■ **Provided text**:
___

Many Kenyans had a lot of expectations of changes to be effected by this parliament. In the inaugural speech President Mwai Kibaki, said that the 9th parliament heralded Kenya's long-awaited second liberation and promised their total commitment to tackle and eliminate corruption and ensure good governance.

The 9th Parliament has come under scrutiny and have been criticized for many failings.
According to a report from Mars Group Kenya which is a type of watch dog to create awareness and accountability from Kenya's leadership, this parliament started by increasing their own remuneration and other allowances to become the most expensive parliament in the history of Kenya with an annual budget of over USD$57 million.

This parliament also failed to show leadership in the follow-up of the November 2005 Referendum on the Draft Constitution. They will go in history as the only parliament that never made any constitutional input in their 5 years tenure. A Constitution of Kenya Amendment Bill introduced in August 2007 by the Ministry of Justice and Constitutional Affairs Martha Karua didn't garner the necessary votes due to issues of women representation. This parliament also failed to look onto the issue of boundary review which had been recommended by the Electoral Commission of Kenya (ECK) to increase the representation with at least 40 new constituencies.

___

■ **Raw records**:

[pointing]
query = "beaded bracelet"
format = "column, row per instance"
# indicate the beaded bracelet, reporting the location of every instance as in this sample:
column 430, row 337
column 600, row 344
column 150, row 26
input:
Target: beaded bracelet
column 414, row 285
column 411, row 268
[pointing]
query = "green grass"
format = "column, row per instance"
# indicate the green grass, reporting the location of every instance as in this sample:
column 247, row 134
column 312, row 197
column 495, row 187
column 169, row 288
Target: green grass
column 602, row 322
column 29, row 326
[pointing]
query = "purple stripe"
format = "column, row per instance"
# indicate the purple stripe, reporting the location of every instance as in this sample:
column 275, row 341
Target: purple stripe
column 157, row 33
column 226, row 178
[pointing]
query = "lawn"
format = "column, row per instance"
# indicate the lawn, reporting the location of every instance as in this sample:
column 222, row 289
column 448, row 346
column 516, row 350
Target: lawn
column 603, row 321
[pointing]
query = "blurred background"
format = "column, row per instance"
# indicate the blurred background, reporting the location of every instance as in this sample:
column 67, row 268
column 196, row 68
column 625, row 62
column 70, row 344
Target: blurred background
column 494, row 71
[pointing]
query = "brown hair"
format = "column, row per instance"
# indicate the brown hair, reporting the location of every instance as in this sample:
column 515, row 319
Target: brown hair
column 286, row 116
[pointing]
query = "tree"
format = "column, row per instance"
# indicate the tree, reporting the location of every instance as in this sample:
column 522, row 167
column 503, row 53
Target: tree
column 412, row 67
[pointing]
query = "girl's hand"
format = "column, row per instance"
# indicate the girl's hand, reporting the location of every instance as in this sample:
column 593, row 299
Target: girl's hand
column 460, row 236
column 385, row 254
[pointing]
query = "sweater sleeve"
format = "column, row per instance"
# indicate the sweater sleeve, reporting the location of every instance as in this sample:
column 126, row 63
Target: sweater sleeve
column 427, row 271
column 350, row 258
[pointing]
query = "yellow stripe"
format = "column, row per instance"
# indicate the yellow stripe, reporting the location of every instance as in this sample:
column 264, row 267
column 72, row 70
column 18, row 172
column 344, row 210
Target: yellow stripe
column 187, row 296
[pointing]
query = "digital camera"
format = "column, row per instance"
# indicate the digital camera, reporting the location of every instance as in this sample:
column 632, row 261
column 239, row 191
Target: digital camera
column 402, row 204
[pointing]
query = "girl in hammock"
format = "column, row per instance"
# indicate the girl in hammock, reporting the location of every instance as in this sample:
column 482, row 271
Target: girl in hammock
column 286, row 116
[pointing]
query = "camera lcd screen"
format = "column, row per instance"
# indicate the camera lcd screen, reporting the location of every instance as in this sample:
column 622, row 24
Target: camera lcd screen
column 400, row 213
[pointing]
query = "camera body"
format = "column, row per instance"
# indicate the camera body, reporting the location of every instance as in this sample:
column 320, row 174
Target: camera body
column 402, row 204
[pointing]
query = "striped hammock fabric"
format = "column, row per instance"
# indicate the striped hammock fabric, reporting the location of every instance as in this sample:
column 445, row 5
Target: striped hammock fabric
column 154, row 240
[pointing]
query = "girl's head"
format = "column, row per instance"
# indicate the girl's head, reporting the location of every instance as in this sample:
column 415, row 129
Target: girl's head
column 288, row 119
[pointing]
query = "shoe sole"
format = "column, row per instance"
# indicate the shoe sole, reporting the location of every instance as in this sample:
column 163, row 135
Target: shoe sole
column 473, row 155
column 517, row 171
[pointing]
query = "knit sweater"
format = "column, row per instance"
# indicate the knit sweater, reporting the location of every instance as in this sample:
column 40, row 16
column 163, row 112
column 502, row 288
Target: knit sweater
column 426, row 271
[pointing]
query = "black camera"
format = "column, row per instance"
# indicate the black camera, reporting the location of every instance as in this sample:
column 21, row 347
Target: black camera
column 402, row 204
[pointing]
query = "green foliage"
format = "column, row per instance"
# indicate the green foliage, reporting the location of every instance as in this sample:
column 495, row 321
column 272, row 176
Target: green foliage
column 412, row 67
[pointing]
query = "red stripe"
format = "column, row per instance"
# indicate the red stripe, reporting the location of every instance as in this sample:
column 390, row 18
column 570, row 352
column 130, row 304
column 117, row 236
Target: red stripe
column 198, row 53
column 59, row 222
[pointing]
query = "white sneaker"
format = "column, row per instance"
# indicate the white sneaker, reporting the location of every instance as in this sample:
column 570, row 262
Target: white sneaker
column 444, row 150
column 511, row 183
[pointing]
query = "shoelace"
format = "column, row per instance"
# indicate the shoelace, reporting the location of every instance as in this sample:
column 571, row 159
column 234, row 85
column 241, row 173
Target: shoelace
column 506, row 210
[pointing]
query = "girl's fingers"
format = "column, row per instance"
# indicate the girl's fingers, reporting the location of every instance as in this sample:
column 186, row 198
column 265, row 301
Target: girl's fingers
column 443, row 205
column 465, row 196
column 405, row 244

___

■ **Prompt**: In the passage on Kenya's 9th Parliament, what annual budget made it the most expensive parliament in the country's history?

■ **Result below**: Over USD$57 million.